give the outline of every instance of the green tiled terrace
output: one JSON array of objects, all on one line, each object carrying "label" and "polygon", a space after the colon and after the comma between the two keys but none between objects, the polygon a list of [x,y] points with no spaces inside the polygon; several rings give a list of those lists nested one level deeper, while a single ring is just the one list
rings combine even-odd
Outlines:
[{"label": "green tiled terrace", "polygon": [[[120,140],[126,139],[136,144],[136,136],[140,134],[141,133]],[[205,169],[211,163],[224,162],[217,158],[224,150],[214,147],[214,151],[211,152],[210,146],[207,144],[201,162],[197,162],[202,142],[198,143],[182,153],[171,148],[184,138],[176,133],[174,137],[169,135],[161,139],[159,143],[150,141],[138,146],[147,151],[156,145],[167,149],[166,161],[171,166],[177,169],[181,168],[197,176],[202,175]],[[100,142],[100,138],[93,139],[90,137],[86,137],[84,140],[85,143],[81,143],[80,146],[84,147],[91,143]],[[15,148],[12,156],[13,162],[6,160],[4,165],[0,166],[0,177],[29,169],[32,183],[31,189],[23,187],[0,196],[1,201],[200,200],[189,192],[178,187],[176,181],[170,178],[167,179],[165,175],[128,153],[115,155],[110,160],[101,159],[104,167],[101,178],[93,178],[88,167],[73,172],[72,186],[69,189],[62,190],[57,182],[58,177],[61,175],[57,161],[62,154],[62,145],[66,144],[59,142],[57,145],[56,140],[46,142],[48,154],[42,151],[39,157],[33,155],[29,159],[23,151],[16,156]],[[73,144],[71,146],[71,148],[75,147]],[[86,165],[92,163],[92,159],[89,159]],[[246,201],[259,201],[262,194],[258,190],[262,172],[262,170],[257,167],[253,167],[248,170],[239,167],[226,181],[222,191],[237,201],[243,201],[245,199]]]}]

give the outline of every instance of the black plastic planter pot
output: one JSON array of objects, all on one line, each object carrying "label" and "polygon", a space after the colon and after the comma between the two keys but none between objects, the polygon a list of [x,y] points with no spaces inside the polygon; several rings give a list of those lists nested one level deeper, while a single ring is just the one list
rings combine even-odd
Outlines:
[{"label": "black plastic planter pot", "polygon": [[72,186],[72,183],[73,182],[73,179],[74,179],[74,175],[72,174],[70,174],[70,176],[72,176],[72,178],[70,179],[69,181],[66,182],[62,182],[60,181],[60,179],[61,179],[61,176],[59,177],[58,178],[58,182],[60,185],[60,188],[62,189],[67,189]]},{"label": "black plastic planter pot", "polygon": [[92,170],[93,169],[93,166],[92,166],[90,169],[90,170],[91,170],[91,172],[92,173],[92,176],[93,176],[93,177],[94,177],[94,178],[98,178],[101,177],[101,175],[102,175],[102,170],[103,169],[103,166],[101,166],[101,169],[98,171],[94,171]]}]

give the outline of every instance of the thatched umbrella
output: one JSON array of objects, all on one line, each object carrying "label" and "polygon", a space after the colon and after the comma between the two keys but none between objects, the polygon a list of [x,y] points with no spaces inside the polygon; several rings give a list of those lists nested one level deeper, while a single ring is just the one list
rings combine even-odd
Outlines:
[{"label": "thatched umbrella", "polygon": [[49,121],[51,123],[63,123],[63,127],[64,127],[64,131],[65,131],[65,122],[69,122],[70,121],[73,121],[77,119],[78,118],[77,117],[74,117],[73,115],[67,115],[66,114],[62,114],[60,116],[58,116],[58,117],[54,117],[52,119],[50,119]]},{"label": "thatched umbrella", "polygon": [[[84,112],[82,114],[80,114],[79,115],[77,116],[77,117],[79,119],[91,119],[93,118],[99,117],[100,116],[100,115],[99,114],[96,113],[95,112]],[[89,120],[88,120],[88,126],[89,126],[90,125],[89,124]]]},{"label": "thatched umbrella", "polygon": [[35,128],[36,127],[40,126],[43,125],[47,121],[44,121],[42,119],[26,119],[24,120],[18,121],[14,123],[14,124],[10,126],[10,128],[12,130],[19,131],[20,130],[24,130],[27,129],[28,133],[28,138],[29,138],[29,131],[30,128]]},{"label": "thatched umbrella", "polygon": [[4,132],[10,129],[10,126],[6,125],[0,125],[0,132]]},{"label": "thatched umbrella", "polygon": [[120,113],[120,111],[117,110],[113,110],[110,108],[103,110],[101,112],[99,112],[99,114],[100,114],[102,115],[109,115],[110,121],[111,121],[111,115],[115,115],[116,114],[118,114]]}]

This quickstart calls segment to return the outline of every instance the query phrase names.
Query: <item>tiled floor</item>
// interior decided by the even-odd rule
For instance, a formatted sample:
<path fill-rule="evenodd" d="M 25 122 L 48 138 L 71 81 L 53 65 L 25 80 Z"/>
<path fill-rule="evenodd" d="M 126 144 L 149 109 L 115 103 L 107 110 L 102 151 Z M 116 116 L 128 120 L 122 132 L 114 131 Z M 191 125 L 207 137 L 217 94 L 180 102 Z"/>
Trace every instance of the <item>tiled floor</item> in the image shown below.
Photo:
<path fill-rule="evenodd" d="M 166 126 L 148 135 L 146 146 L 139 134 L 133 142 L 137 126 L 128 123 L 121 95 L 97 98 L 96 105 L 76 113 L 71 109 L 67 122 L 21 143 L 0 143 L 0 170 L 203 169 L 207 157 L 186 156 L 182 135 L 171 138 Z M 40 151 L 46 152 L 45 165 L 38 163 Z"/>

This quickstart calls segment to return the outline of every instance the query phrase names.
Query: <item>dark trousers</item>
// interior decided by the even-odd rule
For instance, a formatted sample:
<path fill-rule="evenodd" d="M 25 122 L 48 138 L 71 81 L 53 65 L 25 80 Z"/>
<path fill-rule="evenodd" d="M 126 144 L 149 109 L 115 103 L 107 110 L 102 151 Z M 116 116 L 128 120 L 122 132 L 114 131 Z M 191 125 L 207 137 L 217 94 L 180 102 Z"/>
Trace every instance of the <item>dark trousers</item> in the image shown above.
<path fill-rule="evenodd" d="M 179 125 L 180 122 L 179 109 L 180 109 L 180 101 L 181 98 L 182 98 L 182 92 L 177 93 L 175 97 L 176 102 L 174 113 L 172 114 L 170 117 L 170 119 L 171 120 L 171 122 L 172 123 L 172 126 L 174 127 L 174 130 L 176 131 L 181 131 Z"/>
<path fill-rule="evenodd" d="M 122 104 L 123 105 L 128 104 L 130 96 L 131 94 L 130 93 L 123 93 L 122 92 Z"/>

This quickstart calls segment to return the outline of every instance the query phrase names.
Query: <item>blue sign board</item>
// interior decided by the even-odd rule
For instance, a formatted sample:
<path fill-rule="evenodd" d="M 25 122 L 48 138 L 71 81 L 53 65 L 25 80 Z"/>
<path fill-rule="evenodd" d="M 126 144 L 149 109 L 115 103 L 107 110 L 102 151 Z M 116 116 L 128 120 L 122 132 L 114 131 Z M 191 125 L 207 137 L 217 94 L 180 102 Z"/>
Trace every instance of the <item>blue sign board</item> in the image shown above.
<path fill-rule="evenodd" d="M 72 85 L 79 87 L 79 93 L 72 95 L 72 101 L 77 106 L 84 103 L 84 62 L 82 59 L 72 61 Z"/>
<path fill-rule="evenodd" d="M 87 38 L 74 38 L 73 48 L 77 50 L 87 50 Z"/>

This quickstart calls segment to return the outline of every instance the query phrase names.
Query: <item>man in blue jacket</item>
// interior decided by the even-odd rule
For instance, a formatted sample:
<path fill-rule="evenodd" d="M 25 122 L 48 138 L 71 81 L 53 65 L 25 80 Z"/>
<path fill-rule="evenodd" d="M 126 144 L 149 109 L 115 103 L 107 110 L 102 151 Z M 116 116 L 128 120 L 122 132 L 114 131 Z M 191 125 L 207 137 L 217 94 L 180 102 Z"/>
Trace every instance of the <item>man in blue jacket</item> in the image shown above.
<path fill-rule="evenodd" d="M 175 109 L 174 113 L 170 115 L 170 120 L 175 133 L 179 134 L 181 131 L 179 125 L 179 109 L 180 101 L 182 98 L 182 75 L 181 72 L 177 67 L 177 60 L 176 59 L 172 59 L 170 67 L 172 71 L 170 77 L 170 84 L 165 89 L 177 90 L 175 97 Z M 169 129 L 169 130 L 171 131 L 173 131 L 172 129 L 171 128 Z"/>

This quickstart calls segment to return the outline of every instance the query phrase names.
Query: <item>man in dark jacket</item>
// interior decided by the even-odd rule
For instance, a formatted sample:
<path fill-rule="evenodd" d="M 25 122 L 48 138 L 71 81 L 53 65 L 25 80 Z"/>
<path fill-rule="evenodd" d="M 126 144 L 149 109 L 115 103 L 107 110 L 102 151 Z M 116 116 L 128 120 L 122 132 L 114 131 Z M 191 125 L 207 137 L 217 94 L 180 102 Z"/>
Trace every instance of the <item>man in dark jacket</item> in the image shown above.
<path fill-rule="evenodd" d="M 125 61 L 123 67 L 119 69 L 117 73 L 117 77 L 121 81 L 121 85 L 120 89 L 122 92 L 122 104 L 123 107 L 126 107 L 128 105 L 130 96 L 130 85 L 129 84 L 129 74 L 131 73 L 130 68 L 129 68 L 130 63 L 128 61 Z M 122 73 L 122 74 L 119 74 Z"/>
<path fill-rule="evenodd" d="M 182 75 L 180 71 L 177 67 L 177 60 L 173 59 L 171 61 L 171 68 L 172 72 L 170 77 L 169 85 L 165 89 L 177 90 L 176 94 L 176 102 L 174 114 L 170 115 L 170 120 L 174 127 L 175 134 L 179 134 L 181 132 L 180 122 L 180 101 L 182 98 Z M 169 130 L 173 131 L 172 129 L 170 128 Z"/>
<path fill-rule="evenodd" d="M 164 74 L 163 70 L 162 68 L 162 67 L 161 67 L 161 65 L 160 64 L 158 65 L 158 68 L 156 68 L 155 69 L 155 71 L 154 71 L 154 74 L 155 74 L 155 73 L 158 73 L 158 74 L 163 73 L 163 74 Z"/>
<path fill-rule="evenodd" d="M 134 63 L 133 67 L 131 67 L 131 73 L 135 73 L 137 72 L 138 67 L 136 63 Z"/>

__WHAT YOU SHOULD DO__:
Pull out every line of the listing above that contains the word "image".

__FINAL RESULT__:
Trace every instance of the <item>tiled floor</item> in the image shown below.
Trace every instance of the <item>dark trousers</item> in the image shown above.
Trace every instance of the <item>blue sign board</item> in the image shown above.
Trace every instance of the <item>man in blue jacket</item> in the image shown above.
Trace every instance of the <item>man in dark jacket</item> in the image shown above.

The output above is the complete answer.